**Activity:** Leave out the pictures and copy each record below exactly.

☆ ☆ ☆

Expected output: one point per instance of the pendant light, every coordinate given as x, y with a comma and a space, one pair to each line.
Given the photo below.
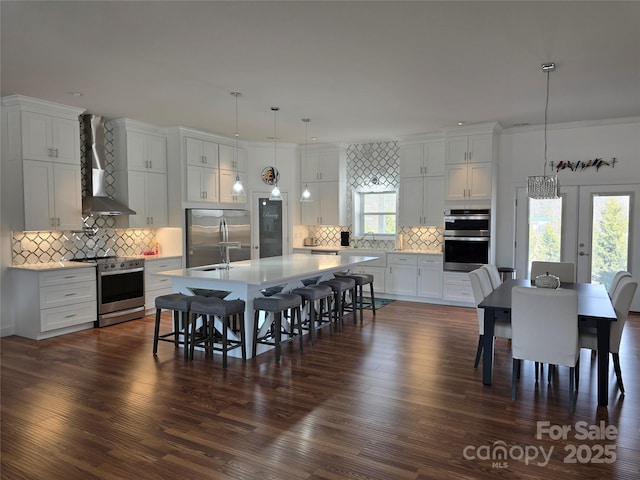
237, 189
545, 186
275, 193
306, 193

☆ ☆ ☆

**Result of the task:**
Expected output: one point per instance of the pendant light, every coordinate given as x, y with a comma and a space, one pair to each line.
Given the photo below.
237, 189
545, 186
275, 193
306, 193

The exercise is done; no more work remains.